▶ [Texto exibido]
━━━

Eduardo Luiz de Abreu Costa – Juiz que absolveu Moacir
Rodrigues Mendonça - delegado da Polícia Civil de São Paulo, acusado de estupro
contra a própria a neta, que tinha 16 anos na época da denúncia.
Sentença do magistrado:
“A não anuência à
vontade do agente, para a configuração do crime de estupro, deve ser séria,
efetiva, sincera e indicativa de que o sujeito passivo se opôs,
inequivocadamente, ao ato sexual, não bastando a simples relutância, as
negativas tímidas ou a resistência inerte. Não há prova segura e indene de que
o acusado empregou força física suficientemente capaz de impedir a vítima de
reagir. A violência material não foi asseverada, nem esclarecida. A violência
moral, igualmente, não é clarividente, penso”, escreveu o juiz Luiz de Abreu Costa.

━━━

▶ [Linhas fornecidas]

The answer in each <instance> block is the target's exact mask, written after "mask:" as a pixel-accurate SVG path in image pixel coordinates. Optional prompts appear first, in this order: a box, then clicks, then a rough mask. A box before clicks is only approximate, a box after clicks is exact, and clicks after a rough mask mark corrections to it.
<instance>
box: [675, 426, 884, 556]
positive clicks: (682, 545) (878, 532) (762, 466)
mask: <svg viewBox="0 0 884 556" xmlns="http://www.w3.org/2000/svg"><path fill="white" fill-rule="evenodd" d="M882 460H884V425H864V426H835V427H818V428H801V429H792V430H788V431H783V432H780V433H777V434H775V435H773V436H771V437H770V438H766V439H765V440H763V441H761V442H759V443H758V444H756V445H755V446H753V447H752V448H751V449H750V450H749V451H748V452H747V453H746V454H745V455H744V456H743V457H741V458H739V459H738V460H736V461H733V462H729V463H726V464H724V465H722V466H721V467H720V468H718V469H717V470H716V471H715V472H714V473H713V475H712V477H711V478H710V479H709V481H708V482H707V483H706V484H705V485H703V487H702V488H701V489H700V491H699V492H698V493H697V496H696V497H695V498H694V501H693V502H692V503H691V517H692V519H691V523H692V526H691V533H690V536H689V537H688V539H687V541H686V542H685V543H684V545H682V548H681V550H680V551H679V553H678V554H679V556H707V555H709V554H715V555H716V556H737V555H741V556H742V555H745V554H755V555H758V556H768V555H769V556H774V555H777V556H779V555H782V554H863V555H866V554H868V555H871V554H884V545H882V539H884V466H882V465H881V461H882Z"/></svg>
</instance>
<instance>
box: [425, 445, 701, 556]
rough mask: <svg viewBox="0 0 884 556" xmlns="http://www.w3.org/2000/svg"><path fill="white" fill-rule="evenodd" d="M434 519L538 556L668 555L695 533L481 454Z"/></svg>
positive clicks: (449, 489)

━━━

▶ [Tarefas e exercícios]
1 > Cite o trecho do texto sobre a absolvição do delegado que começa em "Eduardo Luiz de" e termina em "de Abreu Costa.".
2 > Dê continuidade ao texto sobre a sentença do juiz Eduardo Luiz de Abreu Costa a partir do ponto em que ele termina.

▶ [Resultados dos exercícios]
1 >
Eduardo Luiz de Abreu Costa – Juiz que absolveu Moacir
Rodrigues Mendonça - delegado da Polícia Civil de São Paulo, acusado de estupro
contra a própria a neta, que tinha 16 anos na época da denúncia.
Sentença do magistrado:
“A não anuência à
vontade do agente, para a configuração do crime de estupro, deve ser séria,
efetiva, sincera e indicativa de que o sujeito passivo se opôs,
inequivocadamente, ao ato sexual, não bastando a simples relutância, as
negativas tímidas ou a resistência inerte. Não há prova segura e indene de que
o acusado empregou força física suficientemente capaz de impedir a vítima de
reagir. A violência material não foi asseverada, nem esclarecida. A violência
moral, igualmente, não é clarividente, penso”, escreveu o juiz Luiz de Abreu Costa.

2 >
Informações do processo:
“O delegado teria
levado a neta, então com 16 anos, para um quarto do hotel Thermas dos
Laranjais, em Olímpia, e abusado sexualmente dela, em setembro de 2014.
Conforme relatou durante a investigação pela Corregedoria da Polícia Civil,
inicialmente a adolescente ficou sem reação, perplexa com a investida do avô.
Consumado o ato,
segundo ela, o familiar ainda advertiu que ‘isso fica entre nós’. A suposta
violência veio à tona vinte dias depois, quando a adolescente foi flagrada no
quarto com um revólver do pai, policial militar, tentando o suicídio”.
Theodoro Alexandre da Silva Silveira – promotor que humilhou
e ofendeu adolescente vítima de estupro cometido pelo próprio pai.
Palavras do promotor
"(...) Tu fez eu e a juíza
autorizar um aborto e agora tu te arrependeu assim? Tu pode pra abrir as pernas
(...) pra um cara tu tem maturidade (....) e pra assumir uma criança tu não
tem?"
“sabe que tu é uma pessoa de sorte,
porque tu é menor de 18, se tu fosse maior de 18 eu ia pedir a tua preventiva
agora”.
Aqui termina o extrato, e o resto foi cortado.